• Assignment
Whenever a line in the material below contains "instance", copy that line.

• Material to process
• • • •
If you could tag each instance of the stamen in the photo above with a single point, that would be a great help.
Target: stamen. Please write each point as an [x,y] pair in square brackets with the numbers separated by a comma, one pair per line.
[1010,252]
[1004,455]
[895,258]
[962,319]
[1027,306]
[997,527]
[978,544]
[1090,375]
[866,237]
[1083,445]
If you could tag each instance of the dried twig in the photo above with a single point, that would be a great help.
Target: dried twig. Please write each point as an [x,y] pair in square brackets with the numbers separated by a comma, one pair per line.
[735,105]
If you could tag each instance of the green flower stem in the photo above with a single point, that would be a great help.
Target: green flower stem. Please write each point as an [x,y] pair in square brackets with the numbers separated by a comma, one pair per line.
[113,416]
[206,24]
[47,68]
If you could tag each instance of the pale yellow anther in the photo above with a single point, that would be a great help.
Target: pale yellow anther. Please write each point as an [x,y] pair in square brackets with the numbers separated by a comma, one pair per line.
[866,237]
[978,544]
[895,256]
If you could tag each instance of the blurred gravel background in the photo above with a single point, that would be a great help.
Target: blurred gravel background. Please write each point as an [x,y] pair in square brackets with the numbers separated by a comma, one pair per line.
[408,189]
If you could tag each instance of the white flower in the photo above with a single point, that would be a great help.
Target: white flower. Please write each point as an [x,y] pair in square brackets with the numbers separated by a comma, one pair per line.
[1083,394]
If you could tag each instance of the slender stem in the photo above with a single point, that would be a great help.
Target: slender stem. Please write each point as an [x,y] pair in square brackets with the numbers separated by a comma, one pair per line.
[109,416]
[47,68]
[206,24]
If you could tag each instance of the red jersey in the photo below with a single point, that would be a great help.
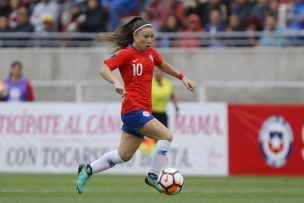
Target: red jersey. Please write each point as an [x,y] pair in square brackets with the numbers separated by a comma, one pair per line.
[136,69]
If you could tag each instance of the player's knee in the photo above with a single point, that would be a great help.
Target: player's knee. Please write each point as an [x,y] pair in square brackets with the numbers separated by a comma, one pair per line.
[126,157]
[168,136]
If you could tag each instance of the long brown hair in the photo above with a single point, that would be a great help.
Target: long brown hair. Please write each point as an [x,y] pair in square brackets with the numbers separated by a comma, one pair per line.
[123,35]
• • • •
• Result of the exercise
If you could tag each instance of the stamen in the photo above with a single point, that would be a great help.
If you could tag each instance of the dried twig in the photo above with a single point, that would be a great help.
If you could tag each instance of the green flower stem in the photo above with a single point, that would be a great help.
If you could tag each instance of the pale yellow anther in the photo above with a single point, that would be a great help.
If you could tag each instance of the blurred gravel background in the photo above with a single point, that would be a great help.
If you could tag each instance of the white flower in the photo above with a single point, that would be a great help.
If you could tag each instance of the slender stem in the photo above with a single point, that would be a great help.
If you could tag each instance of the red jersey in the photo below with a single point, that would be a great help.
If you could tag each instance of the player's knee in the photo above with a single point, that would be a great help.
If you could tag each instance of the long brown hair in the photo above with a single point, that would be a great help.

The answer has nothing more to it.